_Document excerpt:_
•••
People cannot be bothered getting behind this Convoy/Protest so I doubt and would hope Parking restrictions would not come first.

TM


----------



## erneboy (Feb 8, 2007)

Trev, in that other case even the leading man seems not to have been willing to get involved. 

This business in Spain is worrying. We are in Spain at the minute, there was a post on here recently saying that the Police at Vinaros and Peniscola had also been moving people on. It might be worth contacting LAPACA to see what they have heard. 

I think KenC7 is a member he may be able to enlighten us, Alan.


----------



## peedee (May 10, 2005)

I suppose it is easier to put up a height barrier than police overnight camping?

peedee


----------



## teemyob (Nov 22, 2005)

*Barrier*



 peedee said:


> I suppose it is easier to put up a height barrier than police overnight camping?
> 
> peedee


Maybe some are camping some just parking!

There is a similar situation at Javea Port Beach. The cobbled parking is poorly marked "No AutoCaravannas / Caravannes". However, this is ignored out of season for day parking. I think with 2 campsites nearby, overnight parking would not be tolerated.

TM


----------



## grizzlyj (Oct 14, 2008)

Having never taken a campervan to Spain and just to clarify, is wild camping illegal there?

Parking restrictions become ever more stringent as more people want to go to more places. The extra space a campervan may take up is not always suitable for all carparks of course. Maybe when first built, but not as more people want to park there. A prime example is the Lake District, where I envisage some time in the near future no tourist cars at all will be allowed, as I believe the Park authorities tried to suggest a little while back. Park and ride?!


----------
•••
_Record extracts:_
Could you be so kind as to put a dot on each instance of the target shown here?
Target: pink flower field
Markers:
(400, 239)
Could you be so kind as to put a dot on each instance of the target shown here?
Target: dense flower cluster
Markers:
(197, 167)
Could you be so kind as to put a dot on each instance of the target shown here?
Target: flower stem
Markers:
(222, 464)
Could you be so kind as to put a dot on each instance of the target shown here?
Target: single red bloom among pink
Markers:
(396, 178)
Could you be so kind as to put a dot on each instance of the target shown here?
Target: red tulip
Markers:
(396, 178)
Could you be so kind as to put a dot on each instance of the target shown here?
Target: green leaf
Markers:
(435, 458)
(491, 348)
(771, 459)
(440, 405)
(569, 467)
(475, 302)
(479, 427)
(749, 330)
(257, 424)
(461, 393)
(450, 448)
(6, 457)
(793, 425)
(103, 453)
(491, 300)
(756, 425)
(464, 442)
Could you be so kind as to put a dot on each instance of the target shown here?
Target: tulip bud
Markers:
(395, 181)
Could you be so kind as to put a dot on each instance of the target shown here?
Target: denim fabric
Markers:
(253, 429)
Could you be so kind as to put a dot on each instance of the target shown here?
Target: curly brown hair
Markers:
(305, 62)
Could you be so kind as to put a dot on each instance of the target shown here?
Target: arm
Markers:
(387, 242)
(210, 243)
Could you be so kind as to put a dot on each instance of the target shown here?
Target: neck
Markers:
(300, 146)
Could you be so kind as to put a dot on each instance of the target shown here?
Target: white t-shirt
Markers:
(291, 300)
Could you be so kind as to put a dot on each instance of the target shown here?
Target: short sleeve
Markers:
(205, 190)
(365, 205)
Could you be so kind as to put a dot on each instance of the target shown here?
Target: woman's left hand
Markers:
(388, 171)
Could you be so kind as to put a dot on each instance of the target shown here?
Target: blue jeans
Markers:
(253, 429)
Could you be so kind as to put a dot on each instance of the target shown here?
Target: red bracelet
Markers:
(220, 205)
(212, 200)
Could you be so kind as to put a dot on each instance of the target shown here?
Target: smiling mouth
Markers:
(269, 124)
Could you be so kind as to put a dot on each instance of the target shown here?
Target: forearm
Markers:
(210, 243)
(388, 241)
•••
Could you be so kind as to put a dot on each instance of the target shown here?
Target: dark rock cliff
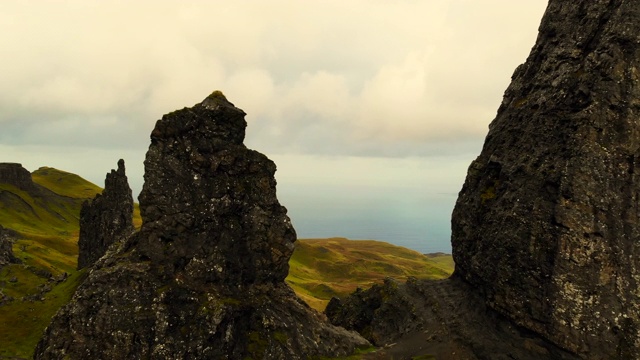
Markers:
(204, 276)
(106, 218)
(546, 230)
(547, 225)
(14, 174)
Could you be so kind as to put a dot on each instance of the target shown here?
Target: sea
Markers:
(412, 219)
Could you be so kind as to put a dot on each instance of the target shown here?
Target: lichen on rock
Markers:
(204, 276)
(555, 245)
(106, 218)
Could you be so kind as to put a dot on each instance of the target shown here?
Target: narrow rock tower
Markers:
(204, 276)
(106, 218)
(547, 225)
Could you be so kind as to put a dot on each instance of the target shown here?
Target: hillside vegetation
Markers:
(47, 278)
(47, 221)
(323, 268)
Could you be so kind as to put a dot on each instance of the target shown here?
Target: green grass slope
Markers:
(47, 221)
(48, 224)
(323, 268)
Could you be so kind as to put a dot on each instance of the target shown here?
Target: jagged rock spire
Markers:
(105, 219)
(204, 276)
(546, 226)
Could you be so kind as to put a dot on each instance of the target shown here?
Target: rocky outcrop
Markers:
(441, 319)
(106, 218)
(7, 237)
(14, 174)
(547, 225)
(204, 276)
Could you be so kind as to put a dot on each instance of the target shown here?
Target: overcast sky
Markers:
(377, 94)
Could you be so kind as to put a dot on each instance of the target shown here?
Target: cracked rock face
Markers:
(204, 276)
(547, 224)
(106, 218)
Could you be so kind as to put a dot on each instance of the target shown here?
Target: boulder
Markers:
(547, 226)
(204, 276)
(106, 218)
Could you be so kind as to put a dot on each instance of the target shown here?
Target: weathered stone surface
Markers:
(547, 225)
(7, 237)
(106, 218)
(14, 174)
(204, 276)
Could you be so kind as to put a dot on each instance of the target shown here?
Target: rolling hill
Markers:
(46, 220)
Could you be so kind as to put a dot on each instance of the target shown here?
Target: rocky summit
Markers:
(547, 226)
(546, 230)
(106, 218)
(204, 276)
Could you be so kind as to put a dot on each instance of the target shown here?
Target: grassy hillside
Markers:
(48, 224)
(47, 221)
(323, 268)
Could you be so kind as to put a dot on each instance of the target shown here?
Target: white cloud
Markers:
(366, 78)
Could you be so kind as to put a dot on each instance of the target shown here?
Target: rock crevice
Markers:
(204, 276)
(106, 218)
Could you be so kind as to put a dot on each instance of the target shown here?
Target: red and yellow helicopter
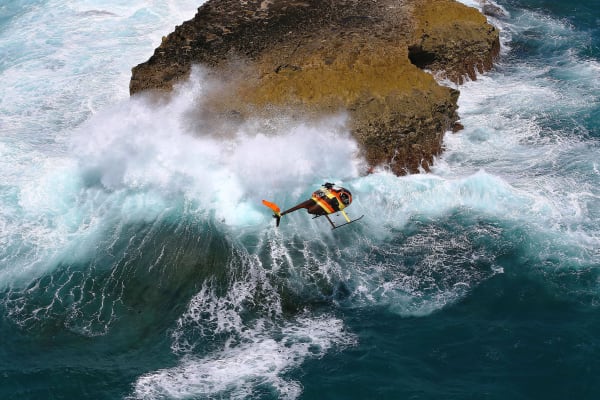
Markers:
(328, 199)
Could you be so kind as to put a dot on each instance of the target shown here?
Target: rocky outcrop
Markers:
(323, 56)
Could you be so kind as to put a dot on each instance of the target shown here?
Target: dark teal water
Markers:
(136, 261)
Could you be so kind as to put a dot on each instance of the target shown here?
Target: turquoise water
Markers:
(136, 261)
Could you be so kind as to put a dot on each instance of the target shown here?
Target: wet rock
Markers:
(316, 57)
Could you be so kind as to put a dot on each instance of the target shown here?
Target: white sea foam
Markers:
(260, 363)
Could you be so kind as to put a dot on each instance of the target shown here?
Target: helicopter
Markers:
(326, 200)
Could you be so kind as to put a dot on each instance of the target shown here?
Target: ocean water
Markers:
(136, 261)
•••
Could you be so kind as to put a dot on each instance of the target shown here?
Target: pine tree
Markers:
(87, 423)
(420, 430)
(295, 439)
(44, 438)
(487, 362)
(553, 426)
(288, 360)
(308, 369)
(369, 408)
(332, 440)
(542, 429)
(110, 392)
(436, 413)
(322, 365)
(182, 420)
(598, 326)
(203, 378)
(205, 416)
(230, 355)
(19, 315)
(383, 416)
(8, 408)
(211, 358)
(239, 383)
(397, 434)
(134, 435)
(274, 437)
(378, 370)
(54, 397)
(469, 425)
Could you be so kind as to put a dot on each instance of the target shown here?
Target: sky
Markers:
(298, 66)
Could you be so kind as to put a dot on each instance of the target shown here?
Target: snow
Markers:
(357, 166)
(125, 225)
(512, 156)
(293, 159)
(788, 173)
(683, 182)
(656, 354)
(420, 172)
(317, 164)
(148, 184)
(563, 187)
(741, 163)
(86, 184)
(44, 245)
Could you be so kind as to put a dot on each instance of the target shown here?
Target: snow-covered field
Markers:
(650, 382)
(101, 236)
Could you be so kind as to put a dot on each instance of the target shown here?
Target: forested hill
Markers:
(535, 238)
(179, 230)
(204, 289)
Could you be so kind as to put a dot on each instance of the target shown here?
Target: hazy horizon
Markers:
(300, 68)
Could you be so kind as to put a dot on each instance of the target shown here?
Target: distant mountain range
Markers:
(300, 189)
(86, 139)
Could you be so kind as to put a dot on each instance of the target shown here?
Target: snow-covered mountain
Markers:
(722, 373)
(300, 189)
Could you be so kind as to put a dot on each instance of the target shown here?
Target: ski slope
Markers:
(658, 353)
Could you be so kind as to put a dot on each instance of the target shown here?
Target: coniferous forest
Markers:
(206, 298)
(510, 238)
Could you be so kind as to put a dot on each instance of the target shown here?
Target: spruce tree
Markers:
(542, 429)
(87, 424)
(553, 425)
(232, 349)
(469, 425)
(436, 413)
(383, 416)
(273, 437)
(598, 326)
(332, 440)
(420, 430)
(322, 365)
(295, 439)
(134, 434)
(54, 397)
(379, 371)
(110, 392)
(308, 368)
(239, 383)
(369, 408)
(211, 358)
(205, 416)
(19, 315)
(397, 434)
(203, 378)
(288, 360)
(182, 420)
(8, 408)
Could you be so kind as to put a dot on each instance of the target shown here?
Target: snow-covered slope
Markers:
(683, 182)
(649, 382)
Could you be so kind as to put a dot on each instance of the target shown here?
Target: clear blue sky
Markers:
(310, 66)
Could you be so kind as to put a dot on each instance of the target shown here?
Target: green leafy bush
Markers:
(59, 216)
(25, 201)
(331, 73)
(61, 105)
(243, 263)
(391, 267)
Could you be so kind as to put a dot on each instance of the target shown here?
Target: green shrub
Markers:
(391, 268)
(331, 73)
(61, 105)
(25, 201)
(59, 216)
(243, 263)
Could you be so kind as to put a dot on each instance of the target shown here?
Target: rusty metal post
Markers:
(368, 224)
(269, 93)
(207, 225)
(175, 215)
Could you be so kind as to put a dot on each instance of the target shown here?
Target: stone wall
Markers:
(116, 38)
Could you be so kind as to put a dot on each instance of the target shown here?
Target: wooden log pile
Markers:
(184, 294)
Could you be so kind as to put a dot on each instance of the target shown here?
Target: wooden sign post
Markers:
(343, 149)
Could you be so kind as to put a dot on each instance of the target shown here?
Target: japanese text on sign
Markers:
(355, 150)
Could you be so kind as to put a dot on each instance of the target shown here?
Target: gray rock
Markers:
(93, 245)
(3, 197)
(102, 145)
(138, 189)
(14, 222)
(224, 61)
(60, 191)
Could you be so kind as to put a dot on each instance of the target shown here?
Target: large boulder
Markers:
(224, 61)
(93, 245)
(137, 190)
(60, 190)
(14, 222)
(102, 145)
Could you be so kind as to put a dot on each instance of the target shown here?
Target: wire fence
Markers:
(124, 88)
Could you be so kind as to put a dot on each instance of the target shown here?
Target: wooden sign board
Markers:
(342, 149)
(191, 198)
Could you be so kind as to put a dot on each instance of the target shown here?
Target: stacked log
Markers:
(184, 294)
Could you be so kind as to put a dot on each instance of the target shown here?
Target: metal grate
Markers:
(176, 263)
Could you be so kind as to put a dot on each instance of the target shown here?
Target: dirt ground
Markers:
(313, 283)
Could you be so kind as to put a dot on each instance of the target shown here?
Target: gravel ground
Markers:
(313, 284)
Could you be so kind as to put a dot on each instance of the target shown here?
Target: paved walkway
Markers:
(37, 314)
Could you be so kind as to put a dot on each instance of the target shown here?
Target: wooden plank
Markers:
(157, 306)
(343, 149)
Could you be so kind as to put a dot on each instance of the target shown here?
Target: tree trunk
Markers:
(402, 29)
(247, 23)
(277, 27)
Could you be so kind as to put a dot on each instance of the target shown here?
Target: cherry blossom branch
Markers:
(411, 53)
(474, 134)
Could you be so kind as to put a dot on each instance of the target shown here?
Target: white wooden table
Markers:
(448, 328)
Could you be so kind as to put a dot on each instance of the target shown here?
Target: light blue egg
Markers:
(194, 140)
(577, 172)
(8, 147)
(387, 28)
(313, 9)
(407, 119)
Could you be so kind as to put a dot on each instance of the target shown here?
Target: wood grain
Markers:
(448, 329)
•••
Quote the forum thread about parking restrictions word for word, starting with "There is a similar" and going on through "camping illegal there?". Rely only on the forum thread about parking restrictions and leave the items aside.

There is a similar situation at Javea Port Beach. The cobbled parking is poorly marked "No AutoCaravannas / Caravannes". However, this is ignored out of season for day parking. I think with 2 campsites nearby, overnight parking would not be tolerated.

TM


----------



## grizzlyj (Oct 14, 2008)

Having never taken a campervan to Spain and just to clarify, is wild camping illegal there?